TASK: There is material below. Print exactly the lines starting at the line with "Target: blue sky" and ending at the line with "of the upholstered", ends included, and no others.

MATERIAL FOR THIS EXERCISE:
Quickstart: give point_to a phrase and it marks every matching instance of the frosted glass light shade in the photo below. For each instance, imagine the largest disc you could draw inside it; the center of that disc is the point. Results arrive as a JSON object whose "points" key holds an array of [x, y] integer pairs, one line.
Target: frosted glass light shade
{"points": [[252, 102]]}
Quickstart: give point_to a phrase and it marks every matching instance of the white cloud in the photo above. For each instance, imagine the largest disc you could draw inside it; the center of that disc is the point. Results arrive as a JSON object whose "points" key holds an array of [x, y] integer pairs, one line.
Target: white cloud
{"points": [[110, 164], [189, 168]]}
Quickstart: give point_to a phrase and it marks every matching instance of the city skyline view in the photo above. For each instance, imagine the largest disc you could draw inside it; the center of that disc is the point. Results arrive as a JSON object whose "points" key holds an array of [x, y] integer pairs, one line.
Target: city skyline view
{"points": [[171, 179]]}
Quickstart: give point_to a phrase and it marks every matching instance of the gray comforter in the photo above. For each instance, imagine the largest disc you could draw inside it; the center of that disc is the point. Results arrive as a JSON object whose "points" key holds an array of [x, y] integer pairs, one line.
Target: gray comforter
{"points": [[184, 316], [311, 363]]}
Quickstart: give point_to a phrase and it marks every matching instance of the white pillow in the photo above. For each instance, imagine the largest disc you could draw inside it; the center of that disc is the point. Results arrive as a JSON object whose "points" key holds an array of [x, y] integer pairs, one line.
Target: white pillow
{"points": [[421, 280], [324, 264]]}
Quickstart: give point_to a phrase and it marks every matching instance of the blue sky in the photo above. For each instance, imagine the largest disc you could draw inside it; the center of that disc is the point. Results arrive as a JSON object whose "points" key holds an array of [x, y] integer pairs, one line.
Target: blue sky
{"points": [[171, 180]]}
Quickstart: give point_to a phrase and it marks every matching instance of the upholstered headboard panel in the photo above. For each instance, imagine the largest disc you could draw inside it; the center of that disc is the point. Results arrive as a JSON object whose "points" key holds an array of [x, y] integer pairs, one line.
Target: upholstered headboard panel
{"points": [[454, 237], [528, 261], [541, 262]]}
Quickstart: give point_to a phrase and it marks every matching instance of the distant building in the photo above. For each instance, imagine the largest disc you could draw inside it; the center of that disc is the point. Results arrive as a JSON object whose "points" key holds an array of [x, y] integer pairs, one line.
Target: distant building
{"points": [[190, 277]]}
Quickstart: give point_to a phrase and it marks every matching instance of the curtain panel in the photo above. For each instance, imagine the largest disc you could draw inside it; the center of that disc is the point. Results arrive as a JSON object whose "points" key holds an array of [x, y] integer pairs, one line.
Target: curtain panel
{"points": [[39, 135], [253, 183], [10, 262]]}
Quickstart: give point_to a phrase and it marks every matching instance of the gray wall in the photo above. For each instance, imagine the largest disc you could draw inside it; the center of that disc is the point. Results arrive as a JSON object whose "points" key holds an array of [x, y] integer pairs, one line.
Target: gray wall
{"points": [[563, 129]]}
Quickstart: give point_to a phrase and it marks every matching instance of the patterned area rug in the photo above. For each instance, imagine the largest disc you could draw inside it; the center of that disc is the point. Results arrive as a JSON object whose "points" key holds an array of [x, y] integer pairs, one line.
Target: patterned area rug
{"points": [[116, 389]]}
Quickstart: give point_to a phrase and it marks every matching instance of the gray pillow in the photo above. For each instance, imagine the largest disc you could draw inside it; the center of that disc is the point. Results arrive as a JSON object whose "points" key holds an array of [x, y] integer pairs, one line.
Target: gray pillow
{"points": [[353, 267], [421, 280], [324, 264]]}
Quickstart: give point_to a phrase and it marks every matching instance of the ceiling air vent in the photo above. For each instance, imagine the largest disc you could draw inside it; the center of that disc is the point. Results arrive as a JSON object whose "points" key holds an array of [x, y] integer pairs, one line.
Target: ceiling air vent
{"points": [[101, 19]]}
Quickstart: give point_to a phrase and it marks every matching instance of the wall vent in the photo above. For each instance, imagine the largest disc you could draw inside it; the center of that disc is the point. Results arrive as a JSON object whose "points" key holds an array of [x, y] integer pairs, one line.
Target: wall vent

OUTPUT FOR THIS TASK:
Target: blue sky
{"points": [[171, 180]]}
Quickstart: give point_to a phrase and it marks every matching instance of the upholstered headboard panel in the photo above. For each instance, imagine the largest disc you could draw inside it; the center of that disc is the point. Results arrive as a JSON object whose "points" key holds an array of [x, y] integer pairs, one line.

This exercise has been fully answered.